→ ACTIVITY
Each line from the one containing "Each instance of the street" through the end of the data must be retyped exactly, and no other line.
═════ MATERIAL SUPPLIED ═════
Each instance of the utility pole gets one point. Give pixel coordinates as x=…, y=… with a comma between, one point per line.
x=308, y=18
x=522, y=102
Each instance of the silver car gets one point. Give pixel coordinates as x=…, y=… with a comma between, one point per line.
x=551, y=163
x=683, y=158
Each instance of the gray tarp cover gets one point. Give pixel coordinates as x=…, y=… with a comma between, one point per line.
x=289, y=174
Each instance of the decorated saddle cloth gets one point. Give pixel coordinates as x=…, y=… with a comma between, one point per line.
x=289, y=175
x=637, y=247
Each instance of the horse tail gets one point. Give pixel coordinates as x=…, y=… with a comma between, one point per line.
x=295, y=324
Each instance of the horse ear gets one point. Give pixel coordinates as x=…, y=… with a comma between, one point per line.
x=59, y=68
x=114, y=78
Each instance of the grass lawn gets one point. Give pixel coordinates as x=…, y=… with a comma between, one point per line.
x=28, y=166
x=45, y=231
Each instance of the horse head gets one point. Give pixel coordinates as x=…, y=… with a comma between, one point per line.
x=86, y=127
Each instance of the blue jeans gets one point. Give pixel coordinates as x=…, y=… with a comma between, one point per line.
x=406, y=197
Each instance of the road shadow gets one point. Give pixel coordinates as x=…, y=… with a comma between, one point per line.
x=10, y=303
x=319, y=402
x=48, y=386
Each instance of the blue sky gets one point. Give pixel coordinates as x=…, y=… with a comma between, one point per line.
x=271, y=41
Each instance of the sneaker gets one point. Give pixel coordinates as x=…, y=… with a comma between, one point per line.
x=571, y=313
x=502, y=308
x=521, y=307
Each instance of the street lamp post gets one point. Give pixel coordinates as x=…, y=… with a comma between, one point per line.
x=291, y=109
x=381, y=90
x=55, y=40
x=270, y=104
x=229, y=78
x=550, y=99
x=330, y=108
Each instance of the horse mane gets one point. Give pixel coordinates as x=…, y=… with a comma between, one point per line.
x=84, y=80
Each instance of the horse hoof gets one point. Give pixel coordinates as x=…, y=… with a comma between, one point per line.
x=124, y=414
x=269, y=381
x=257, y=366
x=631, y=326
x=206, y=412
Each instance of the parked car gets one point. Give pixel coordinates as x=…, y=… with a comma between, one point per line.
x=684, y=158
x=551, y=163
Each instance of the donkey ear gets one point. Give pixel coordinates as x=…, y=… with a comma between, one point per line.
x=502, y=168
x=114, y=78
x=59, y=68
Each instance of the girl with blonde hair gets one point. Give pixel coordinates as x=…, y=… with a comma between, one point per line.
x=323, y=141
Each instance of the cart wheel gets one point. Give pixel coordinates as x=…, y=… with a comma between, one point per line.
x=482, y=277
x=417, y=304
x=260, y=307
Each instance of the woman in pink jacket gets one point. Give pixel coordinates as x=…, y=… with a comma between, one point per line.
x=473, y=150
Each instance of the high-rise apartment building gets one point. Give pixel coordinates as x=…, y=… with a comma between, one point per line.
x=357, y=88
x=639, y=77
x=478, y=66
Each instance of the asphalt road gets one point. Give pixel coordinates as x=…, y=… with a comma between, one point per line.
═════
→ YOUR RESPONSE
Each instance of the street lamp post gets one point. Give pixel coordinates as x=…, y=… with a comma between, one point per line.
x=291, y=109
x=381, y=90
x=55, y=40
x=270, y=104
x=229, y=78
x=550, y=99
x=330, y=108
Each instance of the horse mane gets one point. Give pixel coordinates as x=…, y=… with a comma between, one point per line.
x=84, y=80
Each instance of the horse hoof gets one point. Give pixel coordinates as x=…, y=… with a comma between, one point per line.
x=124, y=414
x=269, y=381
x=257, y=366
x=631, y=326
x=206, y=412
Each instance of the parked car gets one point. Give pixel coordinates as x=…, y=… with a comma between, one point per line.
x=684, y=158
x=551, y=163
Each instance of the donkey ear gets one point. Give pixel coordinates as x=…, y=… with a comma between, one point per line.
x=502, y=168
x=114, y=78
x=59, y=68
Each instance of the girl with blonde hair gets one point. Give pixel coordinates as x=…, y=… with a comma between, one point per line.
x=323, y=141
Each instance of the cart wheel gets one point. Give pixel coordinates as x=…, y=… with a comma between, one point per line.
x=482, y=277
x=417, y=304
x=260, y=307
Each instance of the woman in pink jacket gets one point. Give pixel coordinates as x=…, y=… with a comma between, one point per line.
x=473, y=150
Each instance of the high-rise apartment building gets one point. Give pixel coordinates as x=…, y=… with a comma between, one point per line.
x=357, y=88
x=639, y=77
x=478, y=66
Each instance of the asphalt road gets one point. Give pixel coordinates as x=…, y=… with a comma between, one point per line.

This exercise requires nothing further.